-- Text shown --
------------------------------------------------------------

I'm warning you people right now: this entry contains information on my yearly, womanly physical. If you're squeamish…well, why the HELL are you reading my diary, anyway? Good crap on a stick…

This morning, I signed into a messenger service on my cell phone and then promptly forgot about it, as I was in a hurry to get to the aforementioned doctor's appointment.

I waited for my doc to prep for the exam as I was lying on the examination table (a.k.a., genital torture platform – or GTP, if you're in the know, or remarkably pathetic). She was gathering up her plastic phallic equipment, swabs, rusty nails, jar of jam, steel muzzle, salad tongs, and latex gloves (just to be safe), when I heard the familiar chirp from my cell phone in my bag, letting me know that someone had sent me an instant message.

Considering this day and age, I don't want anyone to get on my case when I admit that I almost reached for my phone to chat away, comfortably propped in the stirrups.

Friend23: hi. where are you?

Me32: getting a crotch exam. what are you up to?

Yeah.

You will, however, be happy to know that I did not give in to the urge. Congratulations to me, for successfully separating web from much-too-personal life. Or perhaps for simply staying comfortably within the boundaries of good taste.

------------------------------------------------------------

-- Raw records --

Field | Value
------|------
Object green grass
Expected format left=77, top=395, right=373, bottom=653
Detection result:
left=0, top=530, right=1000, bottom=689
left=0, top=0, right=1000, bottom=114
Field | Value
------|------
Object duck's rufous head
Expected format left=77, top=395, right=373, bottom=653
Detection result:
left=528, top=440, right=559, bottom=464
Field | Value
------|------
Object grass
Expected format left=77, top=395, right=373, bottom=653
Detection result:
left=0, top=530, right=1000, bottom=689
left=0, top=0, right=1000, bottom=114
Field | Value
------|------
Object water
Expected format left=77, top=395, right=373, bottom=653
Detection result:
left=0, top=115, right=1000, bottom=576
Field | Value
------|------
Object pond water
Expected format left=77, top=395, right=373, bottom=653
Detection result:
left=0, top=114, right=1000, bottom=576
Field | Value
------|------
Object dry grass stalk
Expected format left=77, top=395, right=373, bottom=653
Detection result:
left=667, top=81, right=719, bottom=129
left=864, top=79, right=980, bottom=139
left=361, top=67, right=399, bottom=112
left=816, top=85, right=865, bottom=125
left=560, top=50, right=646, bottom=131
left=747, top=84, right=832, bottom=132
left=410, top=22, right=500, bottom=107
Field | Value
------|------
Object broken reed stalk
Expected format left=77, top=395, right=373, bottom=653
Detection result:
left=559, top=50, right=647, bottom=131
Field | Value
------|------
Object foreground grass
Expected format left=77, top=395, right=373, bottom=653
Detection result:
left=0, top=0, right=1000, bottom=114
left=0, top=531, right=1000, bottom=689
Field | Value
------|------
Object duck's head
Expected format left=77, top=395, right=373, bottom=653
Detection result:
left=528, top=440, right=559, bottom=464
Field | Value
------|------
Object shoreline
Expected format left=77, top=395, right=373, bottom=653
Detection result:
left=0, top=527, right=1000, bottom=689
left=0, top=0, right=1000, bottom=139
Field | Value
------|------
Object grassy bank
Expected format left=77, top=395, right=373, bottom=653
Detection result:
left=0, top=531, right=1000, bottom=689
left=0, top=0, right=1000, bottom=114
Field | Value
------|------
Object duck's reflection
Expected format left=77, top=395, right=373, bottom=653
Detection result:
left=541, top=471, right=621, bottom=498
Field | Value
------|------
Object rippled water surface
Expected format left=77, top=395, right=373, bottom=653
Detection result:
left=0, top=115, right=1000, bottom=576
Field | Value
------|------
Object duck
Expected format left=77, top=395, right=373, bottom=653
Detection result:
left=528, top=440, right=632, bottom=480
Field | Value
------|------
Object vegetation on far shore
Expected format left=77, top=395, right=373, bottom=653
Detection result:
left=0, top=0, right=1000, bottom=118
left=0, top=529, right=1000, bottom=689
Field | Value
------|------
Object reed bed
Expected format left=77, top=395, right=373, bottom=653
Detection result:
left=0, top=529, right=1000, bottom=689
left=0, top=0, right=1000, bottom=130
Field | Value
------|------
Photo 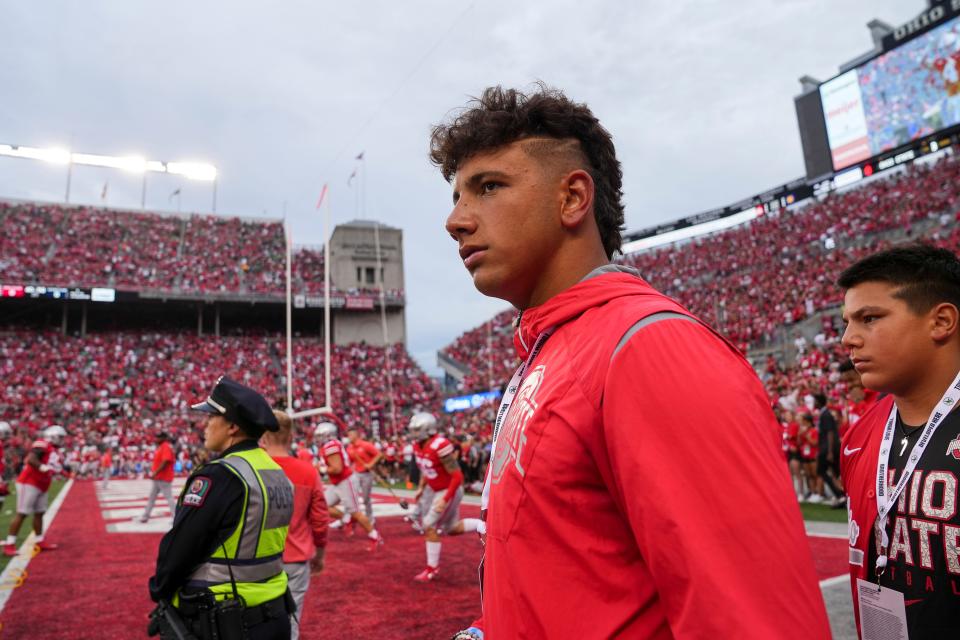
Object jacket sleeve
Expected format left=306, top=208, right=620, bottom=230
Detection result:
left=599, top=320, right=830, bottom=640
left=149, top=464, right=244, bottom=602
left=316, top=469, right=330, bottom=549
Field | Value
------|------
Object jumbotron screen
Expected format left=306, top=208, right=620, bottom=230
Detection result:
left=820, top=18, right=960, bottom=171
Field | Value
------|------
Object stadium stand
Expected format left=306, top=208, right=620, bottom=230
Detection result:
left=442, top=157, right=960, bottom=391
left=0, top=329, right=439, bottom=480
left=0, top=202, right=403, bottom=298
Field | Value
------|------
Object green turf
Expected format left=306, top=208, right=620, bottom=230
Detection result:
left=800, top=502, right=847, bottom=523
left=0, top=480, right=66, bottom=571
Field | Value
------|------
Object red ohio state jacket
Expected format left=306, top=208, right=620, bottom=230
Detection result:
left=476, top=266, right=830, bottom=640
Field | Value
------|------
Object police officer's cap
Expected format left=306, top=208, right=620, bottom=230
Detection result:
left=192, top=376, right=280, bottom=437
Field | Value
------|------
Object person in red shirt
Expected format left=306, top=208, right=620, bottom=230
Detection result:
left=347, top=429, right=383, bottom=522
left=140, top=431, right=176, bottom=522
left=431, top=85, right=830, bottom=640
left=407, top=412, right=483, bottom=582
left=260, top=411, right=330, bottom=640
left=797, top=413, right=823, bottom=504
left=3, top=440, right=58, bottom=556
left=314, top=422, right=383, bottom=551
left=783, top=410, right=803, bottom=498
left=100, top=447, right=113, bottom=489
left=0, top=422, right=13, bottom=498
left=837, top=245, right=960, bottom=640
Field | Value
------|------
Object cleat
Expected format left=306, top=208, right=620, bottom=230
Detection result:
left=413, top=567, right=440, bottom=582
left=403, top=516, right=423, bottom=535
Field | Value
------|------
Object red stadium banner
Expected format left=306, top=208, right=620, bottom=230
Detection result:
left=346, top=296, right=373, bottom=311
left=0, top=284, right=24, bottom=298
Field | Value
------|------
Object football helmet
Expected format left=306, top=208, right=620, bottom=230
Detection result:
left=43, top=424, right=67, bottom=444
left=407, top=411, right=437, bottom=440
left=313, top=422, right=339, bottom=442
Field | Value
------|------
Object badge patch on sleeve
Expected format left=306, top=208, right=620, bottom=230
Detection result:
left=183, top=476, right=210, bottom=507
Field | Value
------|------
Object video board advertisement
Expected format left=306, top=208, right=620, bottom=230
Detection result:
left=820, top=18, right=960, bottom=171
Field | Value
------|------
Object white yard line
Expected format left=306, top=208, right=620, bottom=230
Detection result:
left=0, top=478, right=73, bottom=613
left=820, top=574, right=850, bottom=589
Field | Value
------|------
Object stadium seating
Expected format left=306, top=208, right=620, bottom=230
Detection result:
left=0, top=330, right=439, bottom=472
left=443, top=158, right=960, bottom=391
left=0, top=203, right=403, bottom=297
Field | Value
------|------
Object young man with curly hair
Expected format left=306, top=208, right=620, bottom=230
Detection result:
left=431, top=85, right=829, bottom=640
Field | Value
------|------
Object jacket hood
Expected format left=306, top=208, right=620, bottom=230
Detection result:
left=513, top=264, right=663, bottom=360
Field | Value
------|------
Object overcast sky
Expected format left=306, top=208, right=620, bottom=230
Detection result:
left=0, top=0, right=925, bottom=372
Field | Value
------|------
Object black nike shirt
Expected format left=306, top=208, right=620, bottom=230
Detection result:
left=869, top=411, right=960, bottom=640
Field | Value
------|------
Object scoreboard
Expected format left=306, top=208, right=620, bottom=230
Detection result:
left=796, top=0, right=960, bottom=179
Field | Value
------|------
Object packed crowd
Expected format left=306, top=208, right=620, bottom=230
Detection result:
left=286, top=339, right=440, bottom=432
left=623, top=159, right=960, bottom=351
left=0, top=329, right=439, bottom=476
left=0, top=202, right=403, bottom=296
left=444, top=158, right=960, bottom=391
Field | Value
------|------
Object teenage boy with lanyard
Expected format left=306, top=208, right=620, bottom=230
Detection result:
left=838, top=245, right=960, bottom=640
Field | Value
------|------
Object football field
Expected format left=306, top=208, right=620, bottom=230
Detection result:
left=0, top=479, right=856, bottom=640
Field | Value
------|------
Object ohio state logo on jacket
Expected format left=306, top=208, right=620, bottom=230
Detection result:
left=491, top=365, right=545, bottom=484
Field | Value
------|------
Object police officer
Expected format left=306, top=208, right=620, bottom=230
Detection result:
left=150, top=377, right=293, bottom=640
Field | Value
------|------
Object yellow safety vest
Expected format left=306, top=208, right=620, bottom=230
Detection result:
left=173, top=447, right=293, bottom=607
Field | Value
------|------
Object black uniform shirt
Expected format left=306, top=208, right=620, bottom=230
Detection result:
left=150, top=440, right=258, bottom=602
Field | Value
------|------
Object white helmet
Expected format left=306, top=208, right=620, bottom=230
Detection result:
left=407, top=411, right=437, bottom=439
left=43, top=424, right=67, bottom=444
left=313, top=422, right=338, bottom=442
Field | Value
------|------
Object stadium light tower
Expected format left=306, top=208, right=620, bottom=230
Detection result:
left=0, top=144, right=217, bottom=213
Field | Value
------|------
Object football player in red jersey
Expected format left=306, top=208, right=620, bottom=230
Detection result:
left=407, top=412, right=483, bottom=582
left=314, top=422, right=383, bottom=551
left=347, top=429, right=383, bottom=522
left=430, top=85, right=830, bottom=640
left=3, top=425, right=63, bottom=556
left=0, top=422, right=13, bottom=507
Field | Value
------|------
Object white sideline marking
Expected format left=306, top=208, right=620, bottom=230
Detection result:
left=0, top=478, right=73, bottom=613
left=820, top=574, right=850, bottom=589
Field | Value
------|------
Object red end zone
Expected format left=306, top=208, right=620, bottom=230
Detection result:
left=0, top=482, right=847, bottom=640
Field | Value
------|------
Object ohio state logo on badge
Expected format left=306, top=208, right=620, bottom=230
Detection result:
left=491, top=365, right=545, bottom=484
left=947, top=436, right=960, bottom=460
left=183, top=476, right=210, bottom=507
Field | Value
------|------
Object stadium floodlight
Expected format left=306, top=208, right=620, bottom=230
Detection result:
left=0, top=144, right=70, bottom=164
left=0, top=144, right=217, bottom=211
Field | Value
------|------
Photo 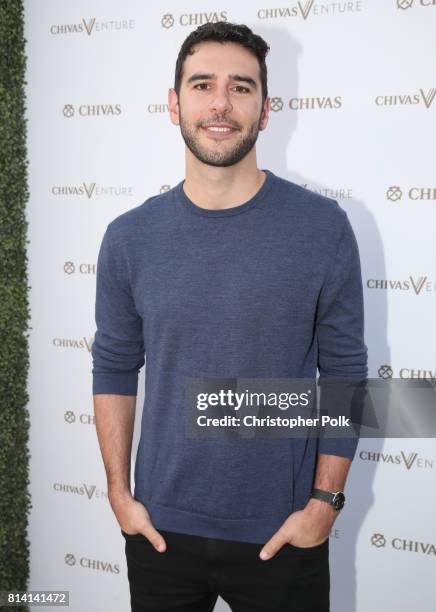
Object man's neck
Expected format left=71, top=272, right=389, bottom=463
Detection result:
left=183, top=164, right=266, bottom=210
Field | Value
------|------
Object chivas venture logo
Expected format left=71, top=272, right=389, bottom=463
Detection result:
left=397, top=0, right=436, bottom=11
left=160, top=11, right=228, bottom=30
left=366, top=276, right=436, bottom=295
left=359, top=450, right=436, bottom=471
left=50, top=181, right=133, bottom=200
left=375, top=88, right=436, bottom=108
left=386, top=185, right=436, bottom=202
left=257, top=0, right=362, bottom=21
left=371, top=533, right=436, bottom=555
left=50, top=17, right=135, bottom=36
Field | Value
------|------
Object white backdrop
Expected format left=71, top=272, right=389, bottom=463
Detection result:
left=25, top=0, right=436, bottom=612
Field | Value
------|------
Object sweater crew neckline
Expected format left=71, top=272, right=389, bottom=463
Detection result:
left=174, top=168, right=274, bottom=217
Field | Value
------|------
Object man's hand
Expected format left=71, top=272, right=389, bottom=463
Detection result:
left=109, top=492, right=166, bottom=552
left=259, top=499, right=338, bottom=560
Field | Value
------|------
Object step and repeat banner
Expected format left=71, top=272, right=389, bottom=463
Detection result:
left=25, top=0, right=436, bottom=612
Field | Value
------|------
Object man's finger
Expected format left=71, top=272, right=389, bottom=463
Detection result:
left=142, top=523, right=167, bottom=552
left=259, top=529, right=287, bottom=561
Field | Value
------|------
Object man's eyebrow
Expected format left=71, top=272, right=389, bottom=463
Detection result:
left=186, top=72, right=257, bottom=89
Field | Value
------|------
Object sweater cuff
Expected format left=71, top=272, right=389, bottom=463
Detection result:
left=92, top=372, right=138, bottom=395
left=318, top=438, right=359, bottom=460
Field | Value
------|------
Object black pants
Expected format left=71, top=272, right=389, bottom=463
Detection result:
left=121, top=529, right=330, bottom=612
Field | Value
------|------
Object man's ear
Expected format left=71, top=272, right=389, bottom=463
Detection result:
left=168, top=87, right=180, bottom=125
left=259, top=96, right=271, bottom=131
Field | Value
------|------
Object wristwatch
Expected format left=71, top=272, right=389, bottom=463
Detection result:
left=310, top=489, right=345, bottom=512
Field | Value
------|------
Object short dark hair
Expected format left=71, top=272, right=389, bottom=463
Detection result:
left=174, top=21, right=270, bottom=104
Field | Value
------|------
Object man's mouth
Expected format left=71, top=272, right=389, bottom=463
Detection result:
left=202, top=125, right=238, bottom=138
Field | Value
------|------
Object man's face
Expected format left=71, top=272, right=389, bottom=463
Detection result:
left=171, top=41, right=269, bottom=166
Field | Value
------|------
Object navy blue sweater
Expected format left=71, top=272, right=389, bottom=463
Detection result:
left=92, top=170, right=367, bottom=543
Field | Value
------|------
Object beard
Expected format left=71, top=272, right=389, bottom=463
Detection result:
left=179, top=106, right=261, bottom=167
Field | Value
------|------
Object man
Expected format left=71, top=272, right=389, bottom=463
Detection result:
left=92, top=22, right=367, bottom=612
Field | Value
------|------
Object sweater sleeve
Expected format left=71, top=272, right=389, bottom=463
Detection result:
left=91, top=224, right=145, bottom=395
left=316, top=209, right=368, bottom=459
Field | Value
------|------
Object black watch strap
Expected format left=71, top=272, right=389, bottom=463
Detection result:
left=310, top=489, right=345, bottom=511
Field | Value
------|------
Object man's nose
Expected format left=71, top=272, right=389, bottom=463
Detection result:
left=210, top=90, right=233, bottom=113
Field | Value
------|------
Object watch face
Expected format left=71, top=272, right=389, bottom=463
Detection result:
left=332, top=491, right=345, bottom=510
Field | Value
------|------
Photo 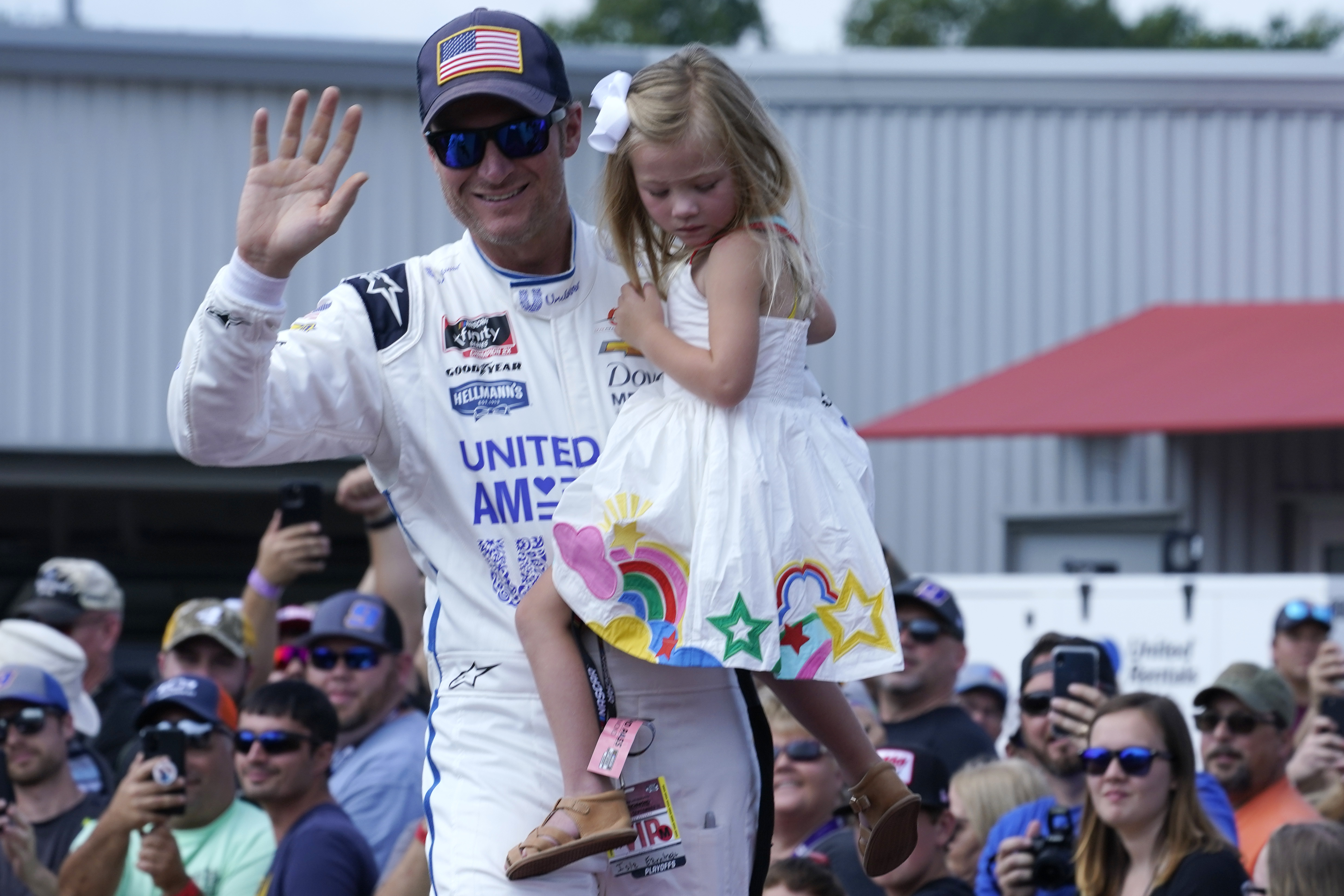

------------------------------------------------------------

-- Short exercise --
Please copy the stretch of the diary entry that opens with the words containing "I'm warning you" and closes with "an instant message.".

-- Solved exercise --
I'm warning you people right now: this entry contains information on my yearly, womanly physical. If you're squeamish…well, why the HELL are you reading my diary, anyway? Good crap on a stick…

This morning, I signed into a messenger service on my cell phone and then promptly forgot about it, as I was in a hurry to get to the aforementioned doctor's appointment.

I waited for my doc to prep for the exam as I was lying on the examination table (a.k.a., genital torture platform – or GTP, if you're in the know, or remarkably pathetic). She was gathering up her plastic phallic equipment, swabs, rusty nails, jar of jam, steel muzzle, salad tongs, and latex gloves (just to be safe), when I heard the familiar chirp from my cell phone in my bag, letting me know that someone had sent me an instant message.